§ THE TASK
The output should be exactly the lines from the one containing "330, row 67." through the last line of the records, and only those.

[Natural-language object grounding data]
==========

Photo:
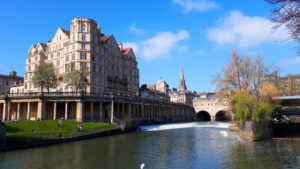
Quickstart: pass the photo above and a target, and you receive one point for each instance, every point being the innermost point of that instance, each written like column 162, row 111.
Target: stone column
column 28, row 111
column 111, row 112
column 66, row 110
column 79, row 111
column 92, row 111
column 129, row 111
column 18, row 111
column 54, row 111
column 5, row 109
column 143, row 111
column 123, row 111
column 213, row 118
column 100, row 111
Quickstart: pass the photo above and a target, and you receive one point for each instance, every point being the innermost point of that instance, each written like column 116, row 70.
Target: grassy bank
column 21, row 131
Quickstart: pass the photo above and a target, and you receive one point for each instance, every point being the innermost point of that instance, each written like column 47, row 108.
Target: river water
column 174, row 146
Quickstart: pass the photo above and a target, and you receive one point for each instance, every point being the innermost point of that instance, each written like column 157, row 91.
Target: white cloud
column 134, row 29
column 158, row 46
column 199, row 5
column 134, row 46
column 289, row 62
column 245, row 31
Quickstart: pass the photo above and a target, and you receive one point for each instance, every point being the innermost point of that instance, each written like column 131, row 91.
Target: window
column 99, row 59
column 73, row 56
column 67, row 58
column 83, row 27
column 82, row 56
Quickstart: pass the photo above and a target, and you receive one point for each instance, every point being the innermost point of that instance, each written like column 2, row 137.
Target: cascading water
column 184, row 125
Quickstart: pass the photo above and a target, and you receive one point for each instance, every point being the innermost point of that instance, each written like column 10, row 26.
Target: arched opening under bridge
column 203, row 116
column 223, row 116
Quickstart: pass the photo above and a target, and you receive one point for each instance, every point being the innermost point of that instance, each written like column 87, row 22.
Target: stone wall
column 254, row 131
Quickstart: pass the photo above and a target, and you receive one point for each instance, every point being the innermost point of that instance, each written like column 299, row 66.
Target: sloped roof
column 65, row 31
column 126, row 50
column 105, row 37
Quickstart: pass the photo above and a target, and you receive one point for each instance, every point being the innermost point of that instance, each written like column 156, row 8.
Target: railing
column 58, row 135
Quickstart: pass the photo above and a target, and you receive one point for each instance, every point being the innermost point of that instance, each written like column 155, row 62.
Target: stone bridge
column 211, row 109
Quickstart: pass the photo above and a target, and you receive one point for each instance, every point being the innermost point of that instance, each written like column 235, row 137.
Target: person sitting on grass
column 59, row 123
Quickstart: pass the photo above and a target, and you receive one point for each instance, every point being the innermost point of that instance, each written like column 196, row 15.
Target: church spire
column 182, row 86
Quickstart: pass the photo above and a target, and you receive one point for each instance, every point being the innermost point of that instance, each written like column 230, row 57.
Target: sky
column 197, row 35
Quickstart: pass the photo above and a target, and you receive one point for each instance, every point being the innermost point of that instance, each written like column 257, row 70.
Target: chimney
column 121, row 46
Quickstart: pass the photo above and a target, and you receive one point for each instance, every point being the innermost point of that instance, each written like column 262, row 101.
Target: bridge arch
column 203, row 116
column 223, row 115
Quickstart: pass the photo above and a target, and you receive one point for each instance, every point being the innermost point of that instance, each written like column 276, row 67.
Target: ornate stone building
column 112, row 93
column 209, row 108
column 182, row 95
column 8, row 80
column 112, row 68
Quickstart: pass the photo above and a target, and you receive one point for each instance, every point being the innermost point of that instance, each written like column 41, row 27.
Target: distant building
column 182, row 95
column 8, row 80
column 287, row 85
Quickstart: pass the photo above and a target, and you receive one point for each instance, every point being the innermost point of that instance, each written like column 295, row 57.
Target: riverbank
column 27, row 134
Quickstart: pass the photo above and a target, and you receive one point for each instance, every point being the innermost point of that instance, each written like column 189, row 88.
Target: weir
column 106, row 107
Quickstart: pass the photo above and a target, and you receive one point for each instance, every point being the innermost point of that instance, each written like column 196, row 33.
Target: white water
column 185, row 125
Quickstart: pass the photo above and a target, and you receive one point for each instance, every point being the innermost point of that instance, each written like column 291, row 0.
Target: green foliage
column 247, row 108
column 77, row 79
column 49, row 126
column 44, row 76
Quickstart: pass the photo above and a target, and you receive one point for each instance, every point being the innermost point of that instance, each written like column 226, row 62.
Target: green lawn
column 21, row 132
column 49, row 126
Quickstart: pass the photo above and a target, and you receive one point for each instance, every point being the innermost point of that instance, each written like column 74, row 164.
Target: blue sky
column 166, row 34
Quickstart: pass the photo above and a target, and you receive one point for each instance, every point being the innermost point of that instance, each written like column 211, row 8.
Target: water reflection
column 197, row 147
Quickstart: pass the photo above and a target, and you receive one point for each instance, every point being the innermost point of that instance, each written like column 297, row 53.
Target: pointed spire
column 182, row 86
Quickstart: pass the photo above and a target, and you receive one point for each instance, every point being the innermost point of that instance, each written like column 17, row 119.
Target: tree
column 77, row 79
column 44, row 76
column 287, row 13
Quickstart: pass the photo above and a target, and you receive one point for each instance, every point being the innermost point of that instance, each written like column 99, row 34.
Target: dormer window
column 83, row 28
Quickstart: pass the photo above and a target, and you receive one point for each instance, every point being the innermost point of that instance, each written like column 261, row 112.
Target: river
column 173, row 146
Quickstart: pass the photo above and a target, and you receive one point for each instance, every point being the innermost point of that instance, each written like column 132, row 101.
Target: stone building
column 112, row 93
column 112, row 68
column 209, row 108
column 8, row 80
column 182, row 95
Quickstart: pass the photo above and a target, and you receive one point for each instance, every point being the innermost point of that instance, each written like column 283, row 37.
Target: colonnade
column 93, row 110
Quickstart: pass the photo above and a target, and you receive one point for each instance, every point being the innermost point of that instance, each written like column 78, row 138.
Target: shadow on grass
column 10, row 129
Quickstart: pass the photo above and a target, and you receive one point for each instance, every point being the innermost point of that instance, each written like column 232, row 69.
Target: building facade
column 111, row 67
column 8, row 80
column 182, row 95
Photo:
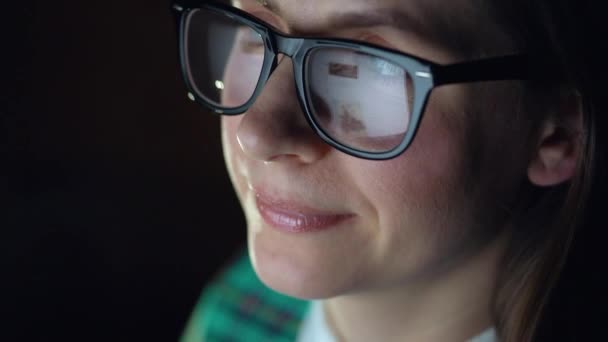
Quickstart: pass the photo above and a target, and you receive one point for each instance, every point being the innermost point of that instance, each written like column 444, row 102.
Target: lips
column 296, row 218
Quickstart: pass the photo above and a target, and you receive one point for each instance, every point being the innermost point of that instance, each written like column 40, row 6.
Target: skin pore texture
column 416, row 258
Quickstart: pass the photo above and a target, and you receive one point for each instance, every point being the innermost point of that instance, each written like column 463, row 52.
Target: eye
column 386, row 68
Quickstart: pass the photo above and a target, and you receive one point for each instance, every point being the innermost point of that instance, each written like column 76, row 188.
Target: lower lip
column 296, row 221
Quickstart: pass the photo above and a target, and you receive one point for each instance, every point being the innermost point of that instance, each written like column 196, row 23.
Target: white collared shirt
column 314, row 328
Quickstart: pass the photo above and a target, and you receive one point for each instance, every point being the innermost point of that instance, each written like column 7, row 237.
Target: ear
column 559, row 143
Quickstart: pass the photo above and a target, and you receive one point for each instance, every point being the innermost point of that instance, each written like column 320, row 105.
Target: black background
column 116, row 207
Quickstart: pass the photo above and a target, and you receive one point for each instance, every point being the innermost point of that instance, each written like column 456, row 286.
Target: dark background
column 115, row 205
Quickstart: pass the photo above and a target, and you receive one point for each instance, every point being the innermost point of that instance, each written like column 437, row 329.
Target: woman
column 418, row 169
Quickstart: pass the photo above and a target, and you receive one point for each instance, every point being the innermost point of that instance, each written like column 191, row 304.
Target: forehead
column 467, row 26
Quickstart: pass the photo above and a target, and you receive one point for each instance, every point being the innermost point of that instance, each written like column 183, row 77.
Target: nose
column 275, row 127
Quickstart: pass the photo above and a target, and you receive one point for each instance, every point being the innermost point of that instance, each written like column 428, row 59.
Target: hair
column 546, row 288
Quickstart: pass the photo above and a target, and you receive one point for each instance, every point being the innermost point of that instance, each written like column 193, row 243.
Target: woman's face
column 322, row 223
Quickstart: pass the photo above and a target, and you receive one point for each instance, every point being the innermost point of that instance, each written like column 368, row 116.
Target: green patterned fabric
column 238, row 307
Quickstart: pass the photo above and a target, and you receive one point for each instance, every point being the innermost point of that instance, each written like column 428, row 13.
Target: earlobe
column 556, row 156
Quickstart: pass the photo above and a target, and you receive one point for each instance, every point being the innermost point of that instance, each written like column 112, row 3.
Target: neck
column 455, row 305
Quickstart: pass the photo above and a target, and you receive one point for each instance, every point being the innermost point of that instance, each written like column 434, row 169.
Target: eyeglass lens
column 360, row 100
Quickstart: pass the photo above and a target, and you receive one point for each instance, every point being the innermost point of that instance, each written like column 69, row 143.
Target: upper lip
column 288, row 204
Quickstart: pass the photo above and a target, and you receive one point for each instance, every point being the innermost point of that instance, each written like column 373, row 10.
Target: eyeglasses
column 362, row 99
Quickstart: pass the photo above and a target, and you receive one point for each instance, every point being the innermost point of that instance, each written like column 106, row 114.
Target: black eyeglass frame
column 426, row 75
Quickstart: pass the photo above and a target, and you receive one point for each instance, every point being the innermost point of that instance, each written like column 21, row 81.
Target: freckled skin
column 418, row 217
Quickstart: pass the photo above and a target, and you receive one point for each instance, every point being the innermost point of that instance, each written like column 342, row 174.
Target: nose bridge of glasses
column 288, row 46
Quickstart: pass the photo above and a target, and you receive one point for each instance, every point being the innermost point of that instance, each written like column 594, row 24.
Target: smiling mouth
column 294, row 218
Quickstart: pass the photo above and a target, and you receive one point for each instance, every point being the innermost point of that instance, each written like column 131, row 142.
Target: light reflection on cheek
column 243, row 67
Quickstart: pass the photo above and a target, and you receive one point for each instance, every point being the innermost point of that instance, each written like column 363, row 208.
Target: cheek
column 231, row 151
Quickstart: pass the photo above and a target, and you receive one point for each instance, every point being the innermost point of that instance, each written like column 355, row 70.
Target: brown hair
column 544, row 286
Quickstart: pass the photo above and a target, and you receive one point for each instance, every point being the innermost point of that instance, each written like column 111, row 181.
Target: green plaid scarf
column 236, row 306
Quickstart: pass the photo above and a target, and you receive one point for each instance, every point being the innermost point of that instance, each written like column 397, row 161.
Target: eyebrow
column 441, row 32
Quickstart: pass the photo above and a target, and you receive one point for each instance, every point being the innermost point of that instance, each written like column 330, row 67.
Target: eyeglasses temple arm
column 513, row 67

==========

§ RESULT FOR THIS EXERCISE
Quickstart: pass the photo above and a target, and you receive one point for each instance, every point being the innermost point of that instance, each written like column 330, row 67.
Target: eyeglasses temple arm
column 513, row 67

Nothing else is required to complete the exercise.